**AIM OF THE EXERCISE:** The records below must be reproduced exactly, excluding any pictures.

----------

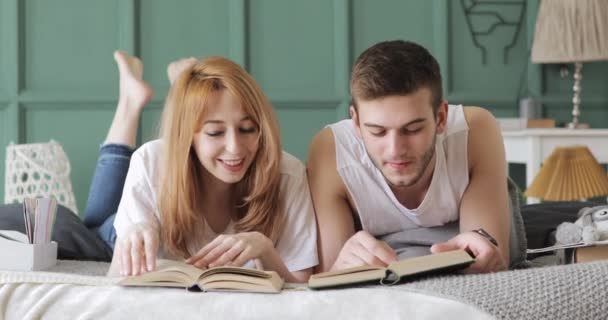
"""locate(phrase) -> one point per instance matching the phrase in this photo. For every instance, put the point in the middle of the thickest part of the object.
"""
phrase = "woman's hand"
(232, 250)
(136, 249)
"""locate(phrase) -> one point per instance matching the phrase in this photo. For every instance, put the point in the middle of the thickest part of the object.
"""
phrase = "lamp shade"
(569, 173)
(571, 31)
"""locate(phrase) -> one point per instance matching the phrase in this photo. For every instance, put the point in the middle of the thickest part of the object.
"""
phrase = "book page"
(437, 261)
(235, 270)
(272, 282)
(347, 276)
(167, 273)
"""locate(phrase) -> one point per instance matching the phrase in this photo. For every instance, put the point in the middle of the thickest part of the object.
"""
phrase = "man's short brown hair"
(395, 68)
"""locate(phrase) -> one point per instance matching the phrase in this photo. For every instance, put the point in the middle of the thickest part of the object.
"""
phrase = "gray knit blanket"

----------

**FINAL ANSWER:**
"""locate(phrase) -> one point per instance matching the phrase in this photo. For every instance, put the point in the middle of the thickest part of the object.
"""
phrase = "woman's hand"
(232, 250)
(136, 249)
"""locate(phrase) -> one point per instance matching the phrase in this photo. For every instance, put the point in the middle of the thickest part of the object.
"""
phrase = "lamp shade"
(569, 173)
(571, 31)
"""locate(phrase) -> one point per instance matching the phrase in this photo. For every instance, put the point in the middle of the thickest part of the object.
"""
phrase = "book page"
(437, 261)
(235, 270)
(272, 282)
(347, 276)
(167, 273)
"""locate(phrase) -> one point per instance matching the phrase in this photo. For every instance, put the point in the middle of the thickest part of the object.
"""
phrase = "man's short brown hair"
(395, 68)
"""locate(phrase) -> one point per instance matching the phrase in this photo. For every instance, put the point in the middle of the thickest part of the object.
"""
phrase = "gray knit blanket"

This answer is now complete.